§ **Records shown**
········

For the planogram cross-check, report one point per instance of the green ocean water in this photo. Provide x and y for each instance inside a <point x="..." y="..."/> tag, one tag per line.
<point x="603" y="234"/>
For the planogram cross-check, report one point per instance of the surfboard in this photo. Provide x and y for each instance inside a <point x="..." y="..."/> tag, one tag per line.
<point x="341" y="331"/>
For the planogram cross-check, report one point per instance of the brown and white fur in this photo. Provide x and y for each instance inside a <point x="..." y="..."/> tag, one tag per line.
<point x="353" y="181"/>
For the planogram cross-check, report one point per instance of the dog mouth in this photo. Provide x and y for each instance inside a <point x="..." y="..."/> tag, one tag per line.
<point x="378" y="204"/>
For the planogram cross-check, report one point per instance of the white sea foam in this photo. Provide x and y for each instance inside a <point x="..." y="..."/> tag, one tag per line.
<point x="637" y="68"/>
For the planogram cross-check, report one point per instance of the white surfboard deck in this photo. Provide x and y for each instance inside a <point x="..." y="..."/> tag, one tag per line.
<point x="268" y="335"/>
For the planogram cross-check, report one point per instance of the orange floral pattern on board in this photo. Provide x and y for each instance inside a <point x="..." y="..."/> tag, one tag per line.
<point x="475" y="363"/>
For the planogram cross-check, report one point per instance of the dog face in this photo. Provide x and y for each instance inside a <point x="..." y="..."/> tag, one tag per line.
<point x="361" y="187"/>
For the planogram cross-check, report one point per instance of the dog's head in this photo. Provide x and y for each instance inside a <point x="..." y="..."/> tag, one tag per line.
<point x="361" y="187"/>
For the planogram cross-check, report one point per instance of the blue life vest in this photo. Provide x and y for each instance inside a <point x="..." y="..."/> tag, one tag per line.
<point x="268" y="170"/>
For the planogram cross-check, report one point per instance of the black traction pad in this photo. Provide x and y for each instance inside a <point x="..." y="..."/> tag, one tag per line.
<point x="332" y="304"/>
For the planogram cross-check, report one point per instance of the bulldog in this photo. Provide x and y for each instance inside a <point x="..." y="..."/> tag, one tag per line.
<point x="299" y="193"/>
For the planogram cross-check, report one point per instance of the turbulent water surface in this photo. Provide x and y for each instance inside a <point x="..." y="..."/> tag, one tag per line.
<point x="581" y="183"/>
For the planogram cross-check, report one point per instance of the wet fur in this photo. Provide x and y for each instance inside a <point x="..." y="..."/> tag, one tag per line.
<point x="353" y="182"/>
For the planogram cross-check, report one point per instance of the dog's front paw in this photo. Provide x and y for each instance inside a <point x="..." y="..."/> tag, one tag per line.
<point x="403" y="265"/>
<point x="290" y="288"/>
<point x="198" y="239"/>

········

§ **Work order**
The response should consist of all the entries, copied without any alteration.

§ **Expected answer**
For the planogram cross-check, report one point per instance of the green ocean water in this photo. Provide x and y for each instance inside a <point x="..." y="..."/> tag, one tag per line.
<point x="603" y="234"/>
For the planogram cross-check, report one point per instance of the surfboard in this photo. Provide x and y for each instance inside a <point x="..." y="..."/> tag, one tag per line.
<point x="341" y="331"/>
For the planogram cross-check, report one point per instance of the brown and white fur in this photo. Provide x and y for each instance inside a <point x="..." y="..."/> tag, one tag per line.
<point x="353" y="181"/>
For the planogram cross-check, report one point per instance of the dog mouth in this photo. Provide x and y for each instance inside a <point x="..." y="..."/> tag, one tag per line.
<point x="378" y="204"/>
For the planogram cross-check, report one point per instance of the white sea foam in this photo. Provide x and y for each instance inside a <point x="..." y="..."/> tag, one tag per line.
<point x="637" y="68"/>
For the planogram cross-check, report one point per instance of the white surfboard deck in this photo. Provide x and y for each instance inside a <point x="..." y="..."/> tag, one tag per line.
<point x="268" y="335"/>
For the planogram cross-check, report one point per instance of the orange floral pattern on board in this photo. Provide x and y for each instance inside a <point x="..." y="..."/> tag, one tag per line.
<point x="475" y="363"/>
For the planogram cross-check, report one point per instance of the dog face in this photo. Provide x and y for each instance inside a <point x="..." y="..."/> tag, one tag per line.
<point x="361" y="187"/>
For the planogram cross-check, report one point per instance of the dog's head in this photo. Provide x and y for each instance inside a <point x="..." y="..."/> tag, one tag per line.
<point x="361" y="187"/>
For the planogram cross-check, report one point per instance of the blue life vest in this photo. Provide x and y for each instance inside a <point x="..." y="..."/> tag, one tag per line.
<point x="268" y="170"/>
For the planogram cross-check, report one point per instance of the black traction pad in this photo. Provide x and y for each instance inside a <point x="..." y="..."/> tag, one tag per line.
<point x="332" y="304"/>
For the planogram cross-check, report one point per instance of the bulldog in this photo. Provide x and y for each instance inside a <point x="..." y="..."/> tag, one tag per line.
<point x="299" y="193"/>
For the planogram cross-check, report one point per instance of the turbulent water surface in this photo. Provide x and y for each instance inside a <point x="..." y="..."/> tag, one tag per line.
<point x="581" y="183"/>
For the planogram cross-check, report one point per instance of the wet fur in this photo. Provide x and y for each instance inside a <point x="..." y="..."/> tag, one tag per line.
<point x="353" y="182"/>
For the planogram cross-check, report one point per instance of the dog's front paw in this photo. Provide x and y for each instance inside a <point x="..." y="..."/> tag, one tag per line.
<point x="403" y="265"/>
<point x="290" y="288"/>
<point x="198" y="239"/>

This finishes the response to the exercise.